— VORLIEGENDER TEXT —
• • • • •

So sehr ich mich auch über die neue Biene freue, so schwer fällt es mir jetzt, vernünftig zu sein. Im Spätherbst ein Motorrad zu ersteigern darf durchaus als taktischer Kauf durchgehen – immerhin sind jetzt, am Ende der Saison, die Preise niedriger. Allerdings bedeutet das auch, dass die Neuerwerbung jetzt gleich erst einmal in einer Tiefgarage eingelagert wurde und die nächsten vier Monate das Licht des Tages nicht erblicken wird.

Eingelagert: Honda und Kawasaki träumen, gut verstaut in einer unterirdischen Lagerhalle, dem Frühling entgegen. Dann wird die ZZR gefahren, die CB verkauft.

Ich werde den Winter dann wohl nutzen und von schönen Reiserouten träumen.
Das Warten wird mir sehr, sehr schwerfallen.

8 Gedanken zu „New Ride: ZZR 600

  1. ich hab auch lange und gern meine kawa geritten (gpz 500), und der umstieg auf was großes (600er fazer, umgebaut) war … beeindruckend. sie machen schon richtig spaß, die zweiräder! und kawas ganz besonders 😀

    leider war ja dieses jahr der sommer vom wetter her echt nicht so der reißer. da mochte ich nicht groß fahren (bin ein schröcklicher schönwetterfahrer geworden). aber der wunderbare herbst hat es für mich rumgerissen: da bin ich mehr moppi gefahren als im sommer 😉 einmotten ist also nicht uuuuunbedingt nötig. (aber sinnvoll, ich geb es ja zu. zumal es die letzten tage (hier in neufünfland zumindest) meistens wirklich kalt war!)

    übrigens: die opel-überhol-story hat mein blut in wallung gebracht – mit so einem rennen hat ein altherrenfahrer hier in der gegend letztlich eine junge frau totgefahren: beschleunigt und sie dann abgedrängt. ABGEDRÄNGT!! wie im wilden westen *schnauf* bei der gerichtsverhandlung hat er ausgesagt, er habe sie nicht gesehen. natürlich, ein auto neben sich SIEHT man nicht … (der braucht wohl eher einen blindenhund als einen führerschein …!) und was genau man – auch wenn man nix neben sich sieht – auf der spur des gegenverkehrs zu suchen hat, wird mir ebenfalls ewig ein rätsel bleiben.

• • • • •

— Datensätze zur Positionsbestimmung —
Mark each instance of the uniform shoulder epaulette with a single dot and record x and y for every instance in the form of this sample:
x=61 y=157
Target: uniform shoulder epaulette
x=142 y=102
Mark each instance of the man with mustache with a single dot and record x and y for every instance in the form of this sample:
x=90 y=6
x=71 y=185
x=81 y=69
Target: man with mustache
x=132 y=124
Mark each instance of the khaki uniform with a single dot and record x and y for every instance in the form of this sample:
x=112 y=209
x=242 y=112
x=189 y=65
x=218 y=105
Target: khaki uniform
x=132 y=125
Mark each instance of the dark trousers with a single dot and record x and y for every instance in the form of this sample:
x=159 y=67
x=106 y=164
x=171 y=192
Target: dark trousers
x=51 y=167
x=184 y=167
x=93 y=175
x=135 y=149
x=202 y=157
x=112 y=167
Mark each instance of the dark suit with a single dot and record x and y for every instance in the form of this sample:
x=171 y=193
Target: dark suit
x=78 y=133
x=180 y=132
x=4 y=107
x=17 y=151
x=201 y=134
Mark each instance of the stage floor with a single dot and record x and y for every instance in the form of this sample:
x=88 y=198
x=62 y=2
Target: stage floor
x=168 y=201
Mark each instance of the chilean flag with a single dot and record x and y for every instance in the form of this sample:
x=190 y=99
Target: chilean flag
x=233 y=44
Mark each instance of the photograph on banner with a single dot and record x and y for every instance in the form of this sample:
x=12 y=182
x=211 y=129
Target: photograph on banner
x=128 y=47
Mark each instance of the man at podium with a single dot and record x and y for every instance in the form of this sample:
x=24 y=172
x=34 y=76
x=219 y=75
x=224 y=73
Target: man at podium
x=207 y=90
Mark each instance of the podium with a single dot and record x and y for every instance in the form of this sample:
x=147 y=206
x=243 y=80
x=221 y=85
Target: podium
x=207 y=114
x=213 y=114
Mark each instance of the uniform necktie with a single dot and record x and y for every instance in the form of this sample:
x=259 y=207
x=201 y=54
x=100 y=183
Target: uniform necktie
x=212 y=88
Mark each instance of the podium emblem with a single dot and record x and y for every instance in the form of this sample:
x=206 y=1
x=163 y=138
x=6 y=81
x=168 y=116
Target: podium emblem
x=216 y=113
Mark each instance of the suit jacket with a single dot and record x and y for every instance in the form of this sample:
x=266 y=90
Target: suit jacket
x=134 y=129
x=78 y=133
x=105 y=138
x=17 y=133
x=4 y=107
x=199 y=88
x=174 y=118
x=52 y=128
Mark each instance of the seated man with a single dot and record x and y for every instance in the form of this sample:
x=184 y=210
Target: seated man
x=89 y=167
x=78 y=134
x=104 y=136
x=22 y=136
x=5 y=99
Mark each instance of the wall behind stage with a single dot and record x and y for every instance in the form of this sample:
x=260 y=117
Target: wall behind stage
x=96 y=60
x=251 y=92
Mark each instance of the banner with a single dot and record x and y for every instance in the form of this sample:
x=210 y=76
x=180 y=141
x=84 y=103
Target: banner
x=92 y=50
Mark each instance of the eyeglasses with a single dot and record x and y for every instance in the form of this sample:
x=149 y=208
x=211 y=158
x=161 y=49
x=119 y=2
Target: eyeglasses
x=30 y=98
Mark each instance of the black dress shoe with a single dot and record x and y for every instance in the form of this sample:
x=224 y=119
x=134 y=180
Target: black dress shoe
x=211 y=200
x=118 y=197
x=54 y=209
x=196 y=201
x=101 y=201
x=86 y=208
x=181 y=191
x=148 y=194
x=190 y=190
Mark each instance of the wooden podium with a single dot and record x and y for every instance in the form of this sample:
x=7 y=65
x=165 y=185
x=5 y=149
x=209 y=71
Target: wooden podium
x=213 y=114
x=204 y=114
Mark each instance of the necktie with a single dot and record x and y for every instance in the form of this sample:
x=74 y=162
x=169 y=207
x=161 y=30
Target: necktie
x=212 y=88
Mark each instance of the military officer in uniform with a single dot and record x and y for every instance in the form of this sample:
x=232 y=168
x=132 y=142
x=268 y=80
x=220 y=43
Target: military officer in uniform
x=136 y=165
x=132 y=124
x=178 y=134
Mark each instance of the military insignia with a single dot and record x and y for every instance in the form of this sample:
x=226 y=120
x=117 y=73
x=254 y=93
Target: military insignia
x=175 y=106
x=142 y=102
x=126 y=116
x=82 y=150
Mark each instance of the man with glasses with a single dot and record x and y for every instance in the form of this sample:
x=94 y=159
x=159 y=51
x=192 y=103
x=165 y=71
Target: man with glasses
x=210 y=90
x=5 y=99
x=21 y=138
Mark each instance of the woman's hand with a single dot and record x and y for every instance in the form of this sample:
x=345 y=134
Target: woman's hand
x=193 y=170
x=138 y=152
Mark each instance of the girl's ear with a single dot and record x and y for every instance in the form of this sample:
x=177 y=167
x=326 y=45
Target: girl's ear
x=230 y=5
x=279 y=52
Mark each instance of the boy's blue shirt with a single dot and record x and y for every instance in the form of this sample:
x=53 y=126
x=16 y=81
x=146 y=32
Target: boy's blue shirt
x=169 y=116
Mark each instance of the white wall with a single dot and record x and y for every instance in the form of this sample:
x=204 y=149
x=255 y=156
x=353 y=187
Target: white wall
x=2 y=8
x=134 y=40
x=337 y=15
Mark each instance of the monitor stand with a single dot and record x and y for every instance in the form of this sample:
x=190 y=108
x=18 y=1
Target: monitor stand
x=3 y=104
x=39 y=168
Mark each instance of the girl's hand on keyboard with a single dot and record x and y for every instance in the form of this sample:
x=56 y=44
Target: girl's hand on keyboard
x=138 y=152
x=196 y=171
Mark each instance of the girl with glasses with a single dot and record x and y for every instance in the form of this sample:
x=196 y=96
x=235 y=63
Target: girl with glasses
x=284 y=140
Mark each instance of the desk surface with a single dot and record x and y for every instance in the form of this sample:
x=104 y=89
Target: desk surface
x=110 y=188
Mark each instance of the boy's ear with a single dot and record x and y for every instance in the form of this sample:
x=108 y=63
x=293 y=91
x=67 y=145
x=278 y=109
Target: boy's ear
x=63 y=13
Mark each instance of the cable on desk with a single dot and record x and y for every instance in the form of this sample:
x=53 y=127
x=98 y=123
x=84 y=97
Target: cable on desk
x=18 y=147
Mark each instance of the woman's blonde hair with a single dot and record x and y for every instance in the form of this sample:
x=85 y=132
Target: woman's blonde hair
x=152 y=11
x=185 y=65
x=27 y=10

• • • • •

— AUFGABEN —
(1) Gib aus dem Text über das neue Motorrad den Abschnitt zwischen „Eingelagert: Honda und“ und „sehr, sehr schwerfallen.“ einschließlich wortgetreu wieder.
(2) Wie lange wird die Neuerwerbung laut dem Text über das neue Motorrad das Licht des Tages nicht erblicken?

— VOLLSTÄNDIGE LÖSUNGEN —
(1)
Eingelagert: Honda und Kawasaki träumen, gut verstaut in einer unterirdischen Lagerhalle, dem Frühling entgegen. Dann wird die ZZR gefahren, die CB verkauft.

Ich werde den Winter dann wohl nutzen und von schönen Reiserouten träumen.
Das Warten wird mir sehr, sehr schwerfallen.

(2) Die nächsten vier Monate.